= EXERCISE DESCRIPTION =
Only the lines from the beginning of the entries through the one with "column 153, row 238" should be written out, please, exactly and without any pictures.

= THE INPUT =
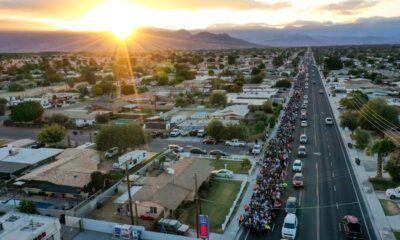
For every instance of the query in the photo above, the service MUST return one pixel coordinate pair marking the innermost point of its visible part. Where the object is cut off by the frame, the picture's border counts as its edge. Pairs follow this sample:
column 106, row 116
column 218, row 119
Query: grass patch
column 382, row 184
column 215, row 204
column 389, row 207
column 235, row 166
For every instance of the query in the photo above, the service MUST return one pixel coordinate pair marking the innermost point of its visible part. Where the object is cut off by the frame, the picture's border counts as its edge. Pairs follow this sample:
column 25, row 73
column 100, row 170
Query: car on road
column 198, row 151
column 352, row 227
column 225, row 173
column 393, row 193
column 301, row 151
column 235, row 143
column 172, row 226
column 209, row 140
column 303, row 138
column 297, row 166
column 291, row 205
column 256, row 149
column 298, row 180
column 328, row 121
column 174, row 133
column 289, row 228
column 217, row 152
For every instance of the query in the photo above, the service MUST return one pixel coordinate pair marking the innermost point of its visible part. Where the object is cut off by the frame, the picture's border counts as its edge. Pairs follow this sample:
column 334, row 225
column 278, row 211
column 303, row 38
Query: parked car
column 301, row 151
column 297, row 166
column 289, row 228
column 256, row 149
column 291, row 205
column 352, row 227
column 235, row 143
column 298, row 180
column 172, row 226
column 328, row 121
column 303, row 138
column 111, row 152
column 209, row 140
column 393, row 193
column 217, row 152
column 225, row 173
column 198, row 151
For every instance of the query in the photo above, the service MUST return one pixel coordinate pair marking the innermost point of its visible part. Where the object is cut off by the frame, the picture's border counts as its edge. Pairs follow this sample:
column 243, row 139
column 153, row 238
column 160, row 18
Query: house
column 65, row 177
column 234, row 112
column 161, row 195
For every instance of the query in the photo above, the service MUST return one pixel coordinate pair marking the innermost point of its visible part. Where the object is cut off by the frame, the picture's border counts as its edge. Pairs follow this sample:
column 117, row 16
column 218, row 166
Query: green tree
column 382, row 147
column 27, row 206
column 378, row 115
column 52, row 134
column 362, row 138
column 26, row 112
column 216, row 129
column 121, row 136
column 59, row 118
column 349, row 119
column 217, row 99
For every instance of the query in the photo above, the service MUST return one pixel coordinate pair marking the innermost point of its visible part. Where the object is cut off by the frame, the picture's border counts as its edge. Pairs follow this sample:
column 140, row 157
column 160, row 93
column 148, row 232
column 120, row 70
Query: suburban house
column 153, row 196
column 65, row 177
column 233, row 112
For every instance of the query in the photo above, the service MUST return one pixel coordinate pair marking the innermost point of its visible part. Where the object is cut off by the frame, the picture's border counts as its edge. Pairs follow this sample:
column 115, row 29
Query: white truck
column 133, row 158
column 235, row 143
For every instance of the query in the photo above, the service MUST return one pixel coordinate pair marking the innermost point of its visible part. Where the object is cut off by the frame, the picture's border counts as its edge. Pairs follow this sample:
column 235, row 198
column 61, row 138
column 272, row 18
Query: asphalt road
column 330, row 190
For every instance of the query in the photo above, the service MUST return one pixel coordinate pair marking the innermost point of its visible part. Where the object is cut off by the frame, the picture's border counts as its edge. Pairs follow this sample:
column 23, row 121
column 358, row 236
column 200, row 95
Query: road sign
column 203, row 227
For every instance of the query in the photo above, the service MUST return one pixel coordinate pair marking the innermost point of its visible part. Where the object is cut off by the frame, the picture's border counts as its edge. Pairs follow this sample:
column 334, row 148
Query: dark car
column 198, row 151
column 352, row 227
column 209, row 141
column 218, row 152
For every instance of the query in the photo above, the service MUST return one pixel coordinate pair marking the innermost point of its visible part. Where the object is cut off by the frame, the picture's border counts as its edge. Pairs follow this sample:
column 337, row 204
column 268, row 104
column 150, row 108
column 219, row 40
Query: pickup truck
column 235, row 143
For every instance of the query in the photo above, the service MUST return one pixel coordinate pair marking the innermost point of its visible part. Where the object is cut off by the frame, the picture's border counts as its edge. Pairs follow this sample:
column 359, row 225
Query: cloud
column 348, row 7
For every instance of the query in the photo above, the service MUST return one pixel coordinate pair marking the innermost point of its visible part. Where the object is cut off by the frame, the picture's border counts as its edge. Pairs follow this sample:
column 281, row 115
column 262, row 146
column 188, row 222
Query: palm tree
column 382, row 147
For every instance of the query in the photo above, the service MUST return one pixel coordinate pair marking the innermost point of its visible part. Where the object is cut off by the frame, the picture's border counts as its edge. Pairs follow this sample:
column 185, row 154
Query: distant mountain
column 304, row 33
column 146, row 39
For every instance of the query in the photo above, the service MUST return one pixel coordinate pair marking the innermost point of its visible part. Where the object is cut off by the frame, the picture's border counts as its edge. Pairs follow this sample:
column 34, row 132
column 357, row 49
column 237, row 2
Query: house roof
column 72, row 168
column 159, row 189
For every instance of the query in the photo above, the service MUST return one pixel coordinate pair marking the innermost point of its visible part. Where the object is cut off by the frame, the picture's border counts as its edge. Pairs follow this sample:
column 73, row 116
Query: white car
column 297, row 166
column 303, row 139
column 225, row 173
column 393, row 193
column 328, row 121
column 289, row 228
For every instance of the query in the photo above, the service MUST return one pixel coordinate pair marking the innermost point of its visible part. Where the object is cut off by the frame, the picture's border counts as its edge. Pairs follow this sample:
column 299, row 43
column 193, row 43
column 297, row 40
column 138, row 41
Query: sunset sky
column 122, row 16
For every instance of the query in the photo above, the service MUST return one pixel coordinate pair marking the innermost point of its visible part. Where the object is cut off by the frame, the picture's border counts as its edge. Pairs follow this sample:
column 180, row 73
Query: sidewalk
column 383, row 225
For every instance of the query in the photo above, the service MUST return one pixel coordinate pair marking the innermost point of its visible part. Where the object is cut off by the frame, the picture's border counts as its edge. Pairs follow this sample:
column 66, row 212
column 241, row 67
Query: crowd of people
column 267, row 192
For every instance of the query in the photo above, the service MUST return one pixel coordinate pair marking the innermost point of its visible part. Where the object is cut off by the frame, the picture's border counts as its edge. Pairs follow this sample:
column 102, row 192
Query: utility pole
column 129, row 191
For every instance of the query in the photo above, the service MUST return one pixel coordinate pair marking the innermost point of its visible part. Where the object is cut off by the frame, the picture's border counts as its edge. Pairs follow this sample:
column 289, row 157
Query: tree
column 215, row 129
column 267, row 107
column 393, row 166
column 283, row 84
column 27, row 206
column 217, row 99
column 59, row 118
column 121, row 136
column 26, row 112
column 52, row 134
column 382, row 147
column 349, row 119
column 362, row 138
column 378, row 115
column 3, row 106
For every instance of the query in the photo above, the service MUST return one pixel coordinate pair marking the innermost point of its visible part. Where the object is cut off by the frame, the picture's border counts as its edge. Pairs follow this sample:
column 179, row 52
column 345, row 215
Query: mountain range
column 223, row 36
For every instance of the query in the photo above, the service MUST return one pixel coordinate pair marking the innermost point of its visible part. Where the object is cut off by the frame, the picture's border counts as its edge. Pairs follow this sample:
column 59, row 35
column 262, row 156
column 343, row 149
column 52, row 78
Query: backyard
column 216, row 204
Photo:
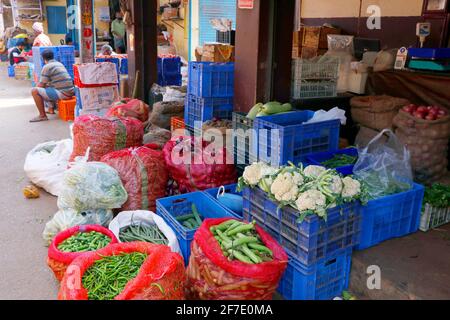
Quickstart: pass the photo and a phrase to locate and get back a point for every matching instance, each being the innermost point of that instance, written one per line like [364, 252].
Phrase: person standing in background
[41, 40]
[118, 29]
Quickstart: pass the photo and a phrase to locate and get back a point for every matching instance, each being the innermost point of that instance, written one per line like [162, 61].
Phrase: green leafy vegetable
[437, 196]
[107, 277]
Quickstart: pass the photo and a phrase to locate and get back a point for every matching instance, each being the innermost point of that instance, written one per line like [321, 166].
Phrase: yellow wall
[179, 30]
[350, 8]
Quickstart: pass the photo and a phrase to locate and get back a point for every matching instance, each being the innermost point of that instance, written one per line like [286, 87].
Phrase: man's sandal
[39, 119]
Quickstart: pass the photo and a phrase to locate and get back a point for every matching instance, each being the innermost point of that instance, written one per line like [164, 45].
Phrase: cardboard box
[324, 32]
[311, 37]
[95, 100]
[170, 13]
[297, 40]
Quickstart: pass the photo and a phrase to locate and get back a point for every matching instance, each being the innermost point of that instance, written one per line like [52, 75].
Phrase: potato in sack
[143, 174]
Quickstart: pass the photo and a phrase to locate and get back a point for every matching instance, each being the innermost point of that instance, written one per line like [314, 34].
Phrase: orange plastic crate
[176, 123]
[66, 109]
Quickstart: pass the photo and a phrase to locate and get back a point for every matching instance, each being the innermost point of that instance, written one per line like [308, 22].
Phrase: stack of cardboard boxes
[310, 42]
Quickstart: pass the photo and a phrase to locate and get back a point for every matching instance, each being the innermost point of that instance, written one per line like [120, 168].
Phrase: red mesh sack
[208, 167]
[58, 261]
[211, 276]
[161, 276]
[127, 107]
[104, 135]
[143, 174]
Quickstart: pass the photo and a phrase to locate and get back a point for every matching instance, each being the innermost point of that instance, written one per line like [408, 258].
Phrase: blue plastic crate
[322, 281]
[171, 207]
[124, 66]
[116, 61]
[391, 217]
[11, 72]
[231, 189]
[173, 80]
[204, 109]
[318, 158]
[292, 140]
[314, 239]
[169, 66]
[211, 80]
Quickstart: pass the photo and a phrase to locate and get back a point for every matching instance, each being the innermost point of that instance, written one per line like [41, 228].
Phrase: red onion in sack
[196, 165]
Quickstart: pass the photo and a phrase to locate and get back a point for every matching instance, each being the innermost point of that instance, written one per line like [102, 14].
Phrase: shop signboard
[246, 4]
[87, 31]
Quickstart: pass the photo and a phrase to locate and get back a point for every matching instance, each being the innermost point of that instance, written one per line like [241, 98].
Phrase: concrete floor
[23, 267]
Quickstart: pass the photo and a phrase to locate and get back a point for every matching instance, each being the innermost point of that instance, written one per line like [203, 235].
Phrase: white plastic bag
[65, 219]
[91, 185]
[46, 163]
[384, 166]
[333, 114]
[127, 218]
[104, 73]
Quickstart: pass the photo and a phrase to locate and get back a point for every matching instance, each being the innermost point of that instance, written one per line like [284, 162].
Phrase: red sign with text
[246, 4]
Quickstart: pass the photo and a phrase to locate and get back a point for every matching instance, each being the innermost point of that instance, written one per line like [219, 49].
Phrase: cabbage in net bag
[211, 276]
[384, 166]
[91, 185]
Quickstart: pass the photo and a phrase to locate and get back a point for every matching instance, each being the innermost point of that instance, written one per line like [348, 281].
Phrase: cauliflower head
[311, 200]
[313, 171]
[351, 188]
[285, 186]
[335, 185]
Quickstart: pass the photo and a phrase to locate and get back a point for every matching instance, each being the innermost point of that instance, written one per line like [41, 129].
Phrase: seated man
[16, 54]
[55, 84]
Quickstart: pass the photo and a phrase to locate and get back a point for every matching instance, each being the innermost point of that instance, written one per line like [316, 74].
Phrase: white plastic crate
[303, 69]
[434, 217]
[303, 89]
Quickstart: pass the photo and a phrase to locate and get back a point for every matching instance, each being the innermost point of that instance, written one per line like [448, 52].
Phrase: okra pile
[141, 232]
[107, 277]
[190, 221]
[84, 241]
[240, 241]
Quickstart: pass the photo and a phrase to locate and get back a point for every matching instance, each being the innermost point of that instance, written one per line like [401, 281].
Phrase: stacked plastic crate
[63, 54]
[210, 93]
[319, 250]
[315, 78]
[169, 71]
[96, 87]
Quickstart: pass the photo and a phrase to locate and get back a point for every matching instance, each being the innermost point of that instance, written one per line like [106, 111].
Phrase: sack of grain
[376, 112]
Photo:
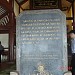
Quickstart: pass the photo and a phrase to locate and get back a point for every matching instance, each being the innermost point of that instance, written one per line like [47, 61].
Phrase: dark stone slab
[41, 42]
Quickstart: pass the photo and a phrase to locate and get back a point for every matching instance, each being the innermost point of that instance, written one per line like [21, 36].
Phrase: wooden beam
[3, 15]
[23, 2]
[69, 18]
[5, 5]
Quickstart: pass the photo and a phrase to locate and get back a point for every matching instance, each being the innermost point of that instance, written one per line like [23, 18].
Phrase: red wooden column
[73, 25]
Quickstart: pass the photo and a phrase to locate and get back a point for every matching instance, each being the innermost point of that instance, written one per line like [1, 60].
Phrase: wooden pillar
[11, 45]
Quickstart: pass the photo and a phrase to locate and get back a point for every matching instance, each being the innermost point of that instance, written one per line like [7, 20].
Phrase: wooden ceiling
[65, 4]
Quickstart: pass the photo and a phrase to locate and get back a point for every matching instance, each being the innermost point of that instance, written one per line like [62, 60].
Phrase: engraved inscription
[33, 30]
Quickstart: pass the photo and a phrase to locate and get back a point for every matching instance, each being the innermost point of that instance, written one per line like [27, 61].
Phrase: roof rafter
[5, 5]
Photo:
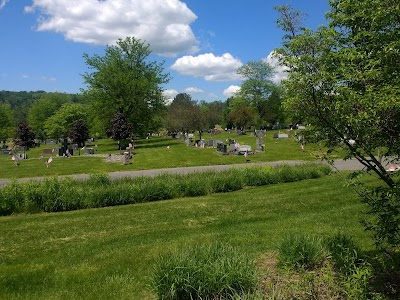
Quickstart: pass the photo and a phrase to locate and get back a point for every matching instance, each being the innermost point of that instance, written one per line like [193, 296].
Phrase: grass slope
[108, 253]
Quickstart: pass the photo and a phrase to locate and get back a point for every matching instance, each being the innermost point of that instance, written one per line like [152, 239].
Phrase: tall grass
[54, 195]
[216, 271]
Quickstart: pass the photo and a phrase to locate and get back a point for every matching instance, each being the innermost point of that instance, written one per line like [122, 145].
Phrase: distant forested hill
[21, 101]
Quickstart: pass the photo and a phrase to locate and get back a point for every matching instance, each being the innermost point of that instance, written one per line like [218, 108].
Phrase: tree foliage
[124, 80]
[343, 79]
[24, 135]
[7, 126]
[59, 125]
[183, 114]
[79, 132]
[45, 107]
[241, 113]
[261, 92]
[120, 128]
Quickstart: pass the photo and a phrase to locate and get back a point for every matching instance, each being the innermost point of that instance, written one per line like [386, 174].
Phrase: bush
[344, 253]
[99, 190]
[215, 271]
[301, 252]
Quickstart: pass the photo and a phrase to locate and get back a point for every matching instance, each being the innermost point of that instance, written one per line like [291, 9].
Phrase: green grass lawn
[108, 253]
[153, 154]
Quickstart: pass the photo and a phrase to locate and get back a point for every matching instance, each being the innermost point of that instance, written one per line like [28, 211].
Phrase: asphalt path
[339, 165]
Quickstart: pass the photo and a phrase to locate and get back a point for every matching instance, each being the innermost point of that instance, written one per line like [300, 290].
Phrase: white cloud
[209, 66]
[46, 78]
[3, 3]
[170, 94]
[164, 24]
[232, 90]
[280, 71]
[193, 90]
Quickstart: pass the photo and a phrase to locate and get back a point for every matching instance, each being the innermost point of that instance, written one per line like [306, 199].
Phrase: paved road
[339, 165]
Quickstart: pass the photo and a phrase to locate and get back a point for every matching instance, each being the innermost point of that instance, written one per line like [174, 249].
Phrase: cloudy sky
[203, 42]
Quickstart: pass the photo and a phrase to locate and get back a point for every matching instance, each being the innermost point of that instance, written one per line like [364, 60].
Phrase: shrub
[216, 271]
[343, 252]
[301, 252]
[99, 190]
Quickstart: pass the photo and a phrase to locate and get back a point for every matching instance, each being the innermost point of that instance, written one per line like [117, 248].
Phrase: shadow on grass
[386, 277]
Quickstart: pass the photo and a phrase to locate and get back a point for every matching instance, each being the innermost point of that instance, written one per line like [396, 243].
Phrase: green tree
[343, 80]
[257, 88]
[24, 136]
[212, 113]
[120, 128]
[125, 81]
[183, 114]
[241, 113]
[43, 108]
[79, 133]
[7, 126]
[60, 124]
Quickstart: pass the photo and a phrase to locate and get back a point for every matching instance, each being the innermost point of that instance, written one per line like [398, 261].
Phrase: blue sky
[202, 42]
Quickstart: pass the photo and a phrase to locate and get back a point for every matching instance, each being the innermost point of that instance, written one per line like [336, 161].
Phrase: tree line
[124, 85]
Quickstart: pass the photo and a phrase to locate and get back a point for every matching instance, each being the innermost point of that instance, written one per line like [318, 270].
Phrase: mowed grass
[153, 154]
[109, 253]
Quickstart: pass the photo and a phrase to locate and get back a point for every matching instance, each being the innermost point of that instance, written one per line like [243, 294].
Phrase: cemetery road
[338, 165]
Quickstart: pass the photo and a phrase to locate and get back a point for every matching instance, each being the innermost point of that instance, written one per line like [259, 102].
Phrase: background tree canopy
[123, 80]
[344, 80]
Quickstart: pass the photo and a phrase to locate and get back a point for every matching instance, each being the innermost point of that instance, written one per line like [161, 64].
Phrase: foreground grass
[153, 154]
[108, 253]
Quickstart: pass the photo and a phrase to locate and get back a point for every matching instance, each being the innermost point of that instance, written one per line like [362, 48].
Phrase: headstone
[51, 142]
[260, 144]
[243, 149]
[5, 152]
[260, 133]
[222, 148]
[47, 151]
[281, 135]
[89, 151]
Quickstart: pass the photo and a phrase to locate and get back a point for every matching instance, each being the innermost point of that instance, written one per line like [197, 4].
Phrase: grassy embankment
[108, 253]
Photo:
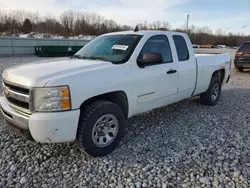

= YOUR RESPONSE =
For every instance of the query in the photo above, the service MUST return one pixel coordinate pair marking the innermost point of its visible part. Where the object is cut off by the frame, the picture's border counts as its edge. Pairs follow this sample:
column 106, row 116
column 218, row 119
Query: grass patch
column 382, row 184
column 215, row 204
column 389, row 207
column 235, row 166
For every instance of the query in the photo above, the service MUST return one pixel coordinate pair marking the innermost point of its visible part. Where the object is cut off by the frame, the picture's border counts as its edge. Pairs follow this sample:
column 25, row 73
column 100, row 170
Query: car on road
column 198, row 151
column 352, row 227
column 225, row 173
column 393, row 193
column 301, row 151
column 235, row 143
column 172, row 226
column 209, row 140
column 303, row 138
column 297, row 166
column 291, row 205
column 256, row 149
column 298, row 180
column 328, row 121
column 174, row 133
column 289, row 228
column 217, row 152
For every instance of the query in the photo above, the service MUST return one pixel coordinate pair marking the innermost point of its visible part. Where the object is cut off by the frame, the picture's border counts as its edge. Pairs follow this sample:
column 334, row 225
column 278, row 211
column 303, row 38
Query: parked car
column 301, row 151
column 297, row 166
column 289, row 228
column 256, row 149
column 291, row 205
column 352, row 227
column 235, row 143
column 298, row 180
column 172, row 226
column 328, row 121
column 303, row 138
column 111, row 152
column 209, row 140
column 393, row 193
column 217, row 152
column 225, row 173
column 198, row 151
For every instance of the query in the photo above, the service MUST return one pixel coordinate pair marking the innermost point of its visible part. Where the object is cut off by the frame, the picture's border counts as its edge. Pairs follow this sample:
column 243, row 139
column 153, row 238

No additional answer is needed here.